— START —
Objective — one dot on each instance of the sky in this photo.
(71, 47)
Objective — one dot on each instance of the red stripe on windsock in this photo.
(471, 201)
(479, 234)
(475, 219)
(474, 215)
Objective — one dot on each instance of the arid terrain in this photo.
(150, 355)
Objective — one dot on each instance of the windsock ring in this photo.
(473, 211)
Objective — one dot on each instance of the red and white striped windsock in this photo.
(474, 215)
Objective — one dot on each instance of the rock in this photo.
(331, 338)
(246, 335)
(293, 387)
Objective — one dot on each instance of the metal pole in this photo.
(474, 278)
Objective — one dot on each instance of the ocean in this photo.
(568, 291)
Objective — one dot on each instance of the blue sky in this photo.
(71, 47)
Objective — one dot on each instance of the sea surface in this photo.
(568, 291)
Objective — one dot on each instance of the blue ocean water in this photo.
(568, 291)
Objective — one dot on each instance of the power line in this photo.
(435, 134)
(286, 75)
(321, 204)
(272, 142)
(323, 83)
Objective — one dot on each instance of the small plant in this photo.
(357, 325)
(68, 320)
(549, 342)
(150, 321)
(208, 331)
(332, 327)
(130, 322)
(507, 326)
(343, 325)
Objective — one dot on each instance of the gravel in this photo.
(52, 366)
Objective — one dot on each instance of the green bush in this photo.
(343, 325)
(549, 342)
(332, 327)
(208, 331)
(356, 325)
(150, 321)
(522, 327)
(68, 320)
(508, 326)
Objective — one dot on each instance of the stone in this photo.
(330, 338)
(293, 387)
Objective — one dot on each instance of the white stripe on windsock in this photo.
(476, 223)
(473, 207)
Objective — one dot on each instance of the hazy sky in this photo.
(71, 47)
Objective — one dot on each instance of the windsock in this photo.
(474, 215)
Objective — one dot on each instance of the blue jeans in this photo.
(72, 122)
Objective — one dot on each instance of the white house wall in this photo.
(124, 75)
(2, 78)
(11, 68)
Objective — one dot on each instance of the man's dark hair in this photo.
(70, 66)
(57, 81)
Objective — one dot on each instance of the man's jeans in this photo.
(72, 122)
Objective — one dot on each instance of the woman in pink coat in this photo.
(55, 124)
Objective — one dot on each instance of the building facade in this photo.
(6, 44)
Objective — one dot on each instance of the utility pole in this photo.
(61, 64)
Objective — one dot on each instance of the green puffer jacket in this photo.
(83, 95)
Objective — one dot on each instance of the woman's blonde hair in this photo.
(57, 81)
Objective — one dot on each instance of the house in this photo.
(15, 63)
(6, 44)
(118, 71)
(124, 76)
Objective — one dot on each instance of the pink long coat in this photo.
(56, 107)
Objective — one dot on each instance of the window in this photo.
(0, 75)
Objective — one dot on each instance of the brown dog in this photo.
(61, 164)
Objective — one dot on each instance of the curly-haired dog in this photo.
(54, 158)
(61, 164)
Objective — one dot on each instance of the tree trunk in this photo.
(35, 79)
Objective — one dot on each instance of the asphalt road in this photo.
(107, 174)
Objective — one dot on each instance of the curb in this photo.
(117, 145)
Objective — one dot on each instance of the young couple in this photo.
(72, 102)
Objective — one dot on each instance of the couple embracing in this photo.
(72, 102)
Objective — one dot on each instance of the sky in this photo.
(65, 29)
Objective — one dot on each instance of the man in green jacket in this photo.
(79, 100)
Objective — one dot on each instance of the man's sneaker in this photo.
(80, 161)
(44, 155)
— END —
▶ **WRITTEN REQUEST**
Transcribe the material exactly as it reads.

▶ **ANSWER TO THIS TASK**
Objective — one dot on each instance of the sky in this photo.
(71, 47)
Objective — one dot on each instance of the red stripe on windsock in this photo.
(471, 201)
(479, 234)
(475, 219)
(474, 215)
Objective — one dot on each instance of the arid terrain in this photo.
(150, 355)
Objective — one dot on each instance of the windsock ring in this photo.
(473, 211)
Objective — one dot on each instance of the red and white striped windsock in this photo.
(474, 215)
Objective — one dot on each instance of the rock in this photo.
(331, 338)
(246, 335)
(293, 387)
Objective — one dot on each instance of the metal pole in this photo.
(474, 278)
Objective — one dot on each instance of the ocean in this photo.
(568, 291)
Objective — one dot on each instance of the blue sky in this photo.
(71, 47)
Objective — one dot on each instance of the sea surface in this photo.
(568, 291)
Objective — one dot on each instance of the blue ocean water in this photo.
(568, 291)
Objective — one dot on each instance of the power line in this photo.
(435, 134)
(286, 75)
(321, 204)
(272, 142)
(323, 83)
Objective — one dot on each instance of the small plant in this photo.
(357, 325)
(68, 320)
(549, 342)
(150, 321)
(208, 331)
(332, 327)
(130, 322)
(507, 326)
(343, 325)
Objective — one dot on each instance of the gravel in this photo.
(52, 366)
Objective — one dot on each instance of the green bush in this photo.
(343, 325)
(549, 342)
(332, 327)
(208, 331)
(356, 325)
(150, 321)
(522, 327)
(68, 320)
(508, 326)
Objective — one dot on each instance of the stone in this photo.
(330, 338)
(293, 387)
Objective — one dot on each instance of the white stripe on windsock in this photo.
(476, 223)
(473, 207)
Objective — one dot on each instance of the hazy sky in this photo.
(71, 47)
Objective — one dot on each instance of the windsock in this photo.
(474, 215)
Objective — one dot on each instance of the blue jeans in this photo.
(72, 122)
Objective — one dot on each instance of the white house wall in this photo.
(124, 75)
(2, 78)
(11, 68)
Objective — one dot on each instance of the man's dark hair in this photo.
(70, 66)
(57, 81)
Objective — one dot on each instance of the man's jeans in this photo.
(72, 122)
Objective — one dot on each instance of the woman in pink coat in this photo.
(55, 124)
Objective — one dot on each instance of the building facade in this photo.
(6, 44)
Objective — one dot on each instance of the utility pole in this photo.
(61, 64)
Objective — one dot on each instance of the green puffer jacket in this photo.
(83, 95)
Objective — one dot on each instance of the woman's blonde hair in this photo.
(57, 81)
Objective — one dot on each instance of the house in this photo.
(15, 63)
(6, 44)
(118, 71)
(124, 76)
Objective — one dot on each instance of the pink long coat in this photo.
(56, 107)
Objective — one dot on each instance of the window in this photo.
(0, 75)
Objective — one dot on each instance of the brown dog in this photo.
(61, 164)
Objective — one dot on each instance of the curly-haired dog in this photo.
(54, 158)
(61, 164)
Objective — one dot on each instance of the tree trunk in this photo.
(35, 79)
Objective — one dot on each instance of the asphalt road in this photo.
(107, 174)
Objective — one dot on each instance of the curb in this photo.
(117, 145)
Objective — one dot on each instance of the young couple in this photo.
(72, 102)
Objective — one dot on each instance of the couple embracing in this photo.
(72, 102)
Objective — one dot on each instance of the sky in this photo.
(65, 29)
Objective — one dot on each instance of the man in green jacket in this photo.
(79, 100)
Objective — one dot on each instance of the man's sneaker in this photo.
(80, 161)
(44, 155)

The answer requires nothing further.